◆ **SET TASK A**
According to the building tricks excerpt, what does the suggested weapon cast on each hit to recover hit points?

─── EXCERPTED TEXT

A simple but beautiful trick: combine the "eatkey" exit flag and an "unlocks" act prog for some key-destroying fun! "You unlock the door. *Click* Suddenly the key explodes in your hand! That really did HURT!"

Another simple and amusing thing: create a weapon that does, say, 1d200 damage, but at the same time casts 'heal' to recover 100hp... so that, essentially, its damage ranges from 100 to -99 (HEALING 99hp!) [Be warned though, this sword becomes overpowered in nonmagic rooms:(

For pure eye candy: if a mob moves about but is restricted to a reasonably small space, make it sneak but give it entry progs which check where it came from and where it is now and thereby essentially give it its own unique entrance echoes, including direction. ("You feel a certain turbulence in the water. Suddenly a beautiful dragon turtle swims in from the west")

A trick almost certain to be SMAUG only: exploiting SMAUG's ability to have multiple exits in the same direction, go wild with secret hidden keywordless exits in a maze to make "track" go totally bonkers. Mazemastering fun for the whole family!

──────

◆ **SET TASK B**
Copy the location labeling records below line for line, without changing anything.

─── STORED ROWS

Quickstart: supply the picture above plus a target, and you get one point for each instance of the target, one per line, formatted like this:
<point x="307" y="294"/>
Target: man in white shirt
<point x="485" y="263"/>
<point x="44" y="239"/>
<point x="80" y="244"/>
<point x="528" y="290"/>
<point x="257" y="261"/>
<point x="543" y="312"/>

──────

◆ **CORRECT RESULT A**
It casts 'heal' to recover 100hp.

◆ **CORRECT RESULT B**
Quickstart: supply the picture above plus a target, and you get one point for each instance of the target, one per line, formatted like this:
<point x="307" y="294"/>
Target: man in white shirt
<point x="485" y="263"/>
<point x="44" y="239"/>
<point x="80" y="244"/>
<point x="528" y="290"/>
<point x="257" y="261"/>
<point x="543" y="312"/>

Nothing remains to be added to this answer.